------ Data entries ------

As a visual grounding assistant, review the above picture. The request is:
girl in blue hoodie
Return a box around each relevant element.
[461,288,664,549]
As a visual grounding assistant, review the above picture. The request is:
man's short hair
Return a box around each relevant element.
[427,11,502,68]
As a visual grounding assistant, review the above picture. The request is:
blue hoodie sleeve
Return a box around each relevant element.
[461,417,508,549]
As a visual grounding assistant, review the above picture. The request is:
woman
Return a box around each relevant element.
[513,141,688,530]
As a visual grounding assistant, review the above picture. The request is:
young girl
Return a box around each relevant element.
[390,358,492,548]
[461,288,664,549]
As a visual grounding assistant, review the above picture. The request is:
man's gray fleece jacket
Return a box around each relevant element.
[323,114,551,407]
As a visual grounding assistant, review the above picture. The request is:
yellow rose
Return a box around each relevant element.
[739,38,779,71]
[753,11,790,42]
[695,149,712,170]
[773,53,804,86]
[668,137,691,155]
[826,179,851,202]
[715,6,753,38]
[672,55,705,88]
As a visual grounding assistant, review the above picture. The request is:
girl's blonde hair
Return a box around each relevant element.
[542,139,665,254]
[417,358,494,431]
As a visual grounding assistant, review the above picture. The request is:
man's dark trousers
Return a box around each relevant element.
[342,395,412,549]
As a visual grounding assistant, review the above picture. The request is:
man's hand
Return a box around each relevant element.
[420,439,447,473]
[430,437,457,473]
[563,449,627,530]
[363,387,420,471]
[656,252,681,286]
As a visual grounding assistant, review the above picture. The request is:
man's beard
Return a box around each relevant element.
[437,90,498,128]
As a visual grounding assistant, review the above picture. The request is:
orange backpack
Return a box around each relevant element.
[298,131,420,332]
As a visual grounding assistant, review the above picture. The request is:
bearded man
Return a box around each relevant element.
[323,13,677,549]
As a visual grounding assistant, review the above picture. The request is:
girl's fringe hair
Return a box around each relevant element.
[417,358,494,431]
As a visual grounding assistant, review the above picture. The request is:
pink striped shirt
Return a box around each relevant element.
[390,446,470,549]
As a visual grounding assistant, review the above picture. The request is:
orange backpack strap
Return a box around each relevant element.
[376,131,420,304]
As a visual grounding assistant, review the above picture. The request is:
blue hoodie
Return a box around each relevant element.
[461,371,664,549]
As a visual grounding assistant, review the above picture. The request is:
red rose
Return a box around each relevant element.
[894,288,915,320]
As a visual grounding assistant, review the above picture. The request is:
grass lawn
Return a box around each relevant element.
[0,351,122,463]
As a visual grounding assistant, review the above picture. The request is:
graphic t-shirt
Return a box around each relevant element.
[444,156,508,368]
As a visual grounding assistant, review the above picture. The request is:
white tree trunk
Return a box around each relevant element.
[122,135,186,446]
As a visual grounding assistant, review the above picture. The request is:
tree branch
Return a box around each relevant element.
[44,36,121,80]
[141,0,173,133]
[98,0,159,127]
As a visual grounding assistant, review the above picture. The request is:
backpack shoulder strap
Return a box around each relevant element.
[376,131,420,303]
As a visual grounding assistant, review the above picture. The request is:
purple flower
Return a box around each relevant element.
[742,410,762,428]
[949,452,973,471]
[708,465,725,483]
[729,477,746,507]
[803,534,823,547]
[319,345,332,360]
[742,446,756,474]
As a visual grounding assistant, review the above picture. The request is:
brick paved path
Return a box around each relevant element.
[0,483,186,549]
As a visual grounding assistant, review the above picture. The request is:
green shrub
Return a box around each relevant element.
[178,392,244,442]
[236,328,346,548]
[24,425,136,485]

------

Return what is listed above, exactly and completely.

_Correct result_:
As a visual grounding assistant, review the above picture. The request is:
girl in blue hoodie
Return a box around each relevant element.
[461,288,664,549]
As a visual grounding assistant, review the above picture. The request is:
man's short hair
Return a box around each relevant element.
[427,11,502,68]
As a visual grounding assistant, review the above picture. The request is:
blue hoodie sleeve
Return a box around each relevant element.
[461,417,508,549]
As a visual grounding assistant, review the above picture. The request is:
woman
Return a box around each relevant element.
[513,141,688,530]
As a visual grounding assistant, review the above picture. The request is:
young girl
Return a box around each relevant element.
[390,358,492,548]
[461,288,664,549]
As a visual grounding assistant, review the above picture. The request is:
man's gray fleece jacket
Return a box around each relevant element.
[323,114,551,407]
As a visual grounding assistant, review the above picture. The request is:
yellow rose
Return a box around each relevant element.
[739,38,779,71]
[753,11,790,42]
[695,149,712,170]
[773,53,804,86]
[668,137,691,155]
[826,179,851,202]
[715,6,753,38]
[672,55,705,88]
As a visual grounding assistant, review the above picture. The request is:
girl's blonde hair
Return a box around each relevant element.
[542,139,665,254]
[417,358,494,431]
As a visual grounding assistant, review the above picture. The request is:
man's dark trousers
Return a box around each relevant element.
[342,395,412,549]
As a visual grounding assistant, review the above picture. The request is:
man's hand
Return a box around each relevant element.
[420,439,447,473]
[430,437,457,473]
[563,449,627,530]
[363,387,420,471]
[656,252,681,286]
As a visual grounding assistant, review the above picture. The request is:
man's beard
Return a box around each relevant element.
[437,90,498,128]
As a visual grounding assistant, review the above picture. The request is:
orange backpack
Return a box around each relevant element.
[298,131,420,332]
As a visual grounding assistant, review the above picture. The request is:
bearded man
Return a box around each relevant element.
[323,13,677,549]
As a visual grounding assistant, review the above picture. The request is:
girl's fringe hair
Return a box around each relevant element.
[417,358,494,431]
As a visual grounding assistant, review the above picture. The request is:
pink striped shirt
Return a box around each relevant element.
[390,446,470,549]
As a visual grounding assistant, review the above picture. The request is:
orange backpack strap
Return a box around each relevant element.
[376,131,420,304]
As a visual grounding assistant, review the above picture. The request is:
blue hoodie
Return a box around each relevant element.
[461,371,664,549]
As a visual grounding assistant, review the above picture. The request is:
red rose
Return a box around each relevant element.
[894,288,915,320]
As a visual grounding assistant, review the above picture. The request is:
grass lawn
Return a box around each relevant element.
[0,351,122,463]
As a visual grounding assistant, review the above picture. The request is:
graphic t-shirt
Return a box around each relevant element.
[444,156,508,368]
As a visual grounding assistant, review the above picture. The request is:
white tree trunk
Return a box around each relevant element.
[122,135,186,446]
As a visual grounding assistant, review the above picture. The request is:
tree branch
Return a box around each relevant element.
[44,36,121,80]
[141,0,173,133]
[98,0,159,127]
As a visual grounding assistant, review the above picture. The request is:
backpack shoulder strap
Return a box around each relevant element.
[376,131,420,303]
As a visual grounding assistant, review the above picture. The request is:
purple flower
Return a box around each relevant element.
[742,410,762,428]
[949,452,973,471]
[708,465,725,483]
[729,477,746,507]
[803,534,823,547]
[319,345,332,360]
[742,446,756,474]
As a visual grounding assistant, review the above picture. The request is:
brick paved path
Return a box around each relevant element.
[0,483,186,549]
As a visual grounding assistant, review the above picture. The request is:
green shrub
Return a box around each relevant element.
[178,392,244,442]
[236,328,346,548]
[24,425,136,485]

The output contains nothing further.